(Document extract)

Opinion | 13 June 2024

Professor Sheldon Hanton, Pro Vice-Chancellor for Research & Innovation, Cardiff Metropolitan University

Universities are frequently associated with privileged seclusion and detachment from the ‘real world’. Ivory towers if you like.

In fact, we’re a critical part of our nation’s fabric. We are major employers in our towns and cities. We work closely with one another, the public sector, industry and others, adding £5bn to the Welsh economy and supporting 61,000 jobs.

In the Cardiff capital region, universities and further education colleges recently signed an agreement to enhance the region’s economic wellbeing. It builds on collaborations that have already secured nearly £100m for southeast Wales.

This is why each university has its own blend of research and innovation expertise and specialisms. When each has the space to develop bespoke assets, the collective can cohere into a regional power with both strength and breadth.

Like many modern universities, Cardiff Met focuses on applied research, much of it with significant and measurable impacts beyond academia. The most recent UK-wide assessment of research – REF2021 – found almost 80% of our impact outside academia was either Internationally Excellent or World Leading. That’s something of which we’re proud and on which we’ll build.

But our work must be underpinned by social responsibility. There is little use in our research having an impact that is short-lived or that comes at an unsustainable cost to future generations.

(End Document extract)

In the opinion piece on universities, how much do universities add to the Welsh economy?

(Entries provided)

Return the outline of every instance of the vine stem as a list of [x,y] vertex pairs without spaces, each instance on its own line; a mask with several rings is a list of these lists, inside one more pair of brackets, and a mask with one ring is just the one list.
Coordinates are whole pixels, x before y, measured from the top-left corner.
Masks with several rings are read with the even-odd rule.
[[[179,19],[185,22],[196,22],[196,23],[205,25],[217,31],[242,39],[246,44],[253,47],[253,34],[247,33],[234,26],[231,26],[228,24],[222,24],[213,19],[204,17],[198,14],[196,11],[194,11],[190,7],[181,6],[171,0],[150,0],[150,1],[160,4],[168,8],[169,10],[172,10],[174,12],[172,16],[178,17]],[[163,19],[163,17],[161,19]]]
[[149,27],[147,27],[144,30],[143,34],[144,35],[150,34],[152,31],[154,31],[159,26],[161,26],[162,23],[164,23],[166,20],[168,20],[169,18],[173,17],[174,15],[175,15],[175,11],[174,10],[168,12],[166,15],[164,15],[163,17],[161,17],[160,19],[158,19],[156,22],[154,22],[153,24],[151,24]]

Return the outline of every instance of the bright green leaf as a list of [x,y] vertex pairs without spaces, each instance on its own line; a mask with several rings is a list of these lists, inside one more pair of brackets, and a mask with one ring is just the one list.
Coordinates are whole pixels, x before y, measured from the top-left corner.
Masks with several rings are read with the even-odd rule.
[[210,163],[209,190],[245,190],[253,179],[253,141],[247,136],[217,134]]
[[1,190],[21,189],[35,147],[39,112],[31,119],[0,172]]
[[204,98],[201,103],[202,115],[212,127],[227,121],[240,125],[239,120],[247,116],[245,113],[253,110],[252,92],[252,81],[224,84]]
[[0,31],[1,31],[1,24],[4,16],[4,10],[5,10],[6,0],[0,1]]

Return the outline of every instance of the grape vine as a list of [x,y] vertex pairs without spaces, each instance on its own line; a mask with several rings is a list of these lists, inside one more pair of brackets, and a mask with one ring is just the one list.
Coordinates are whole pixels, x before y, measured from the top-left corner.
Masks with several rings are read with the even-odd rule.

(End Entries provided)

- [Reply to the exercise]: £5bn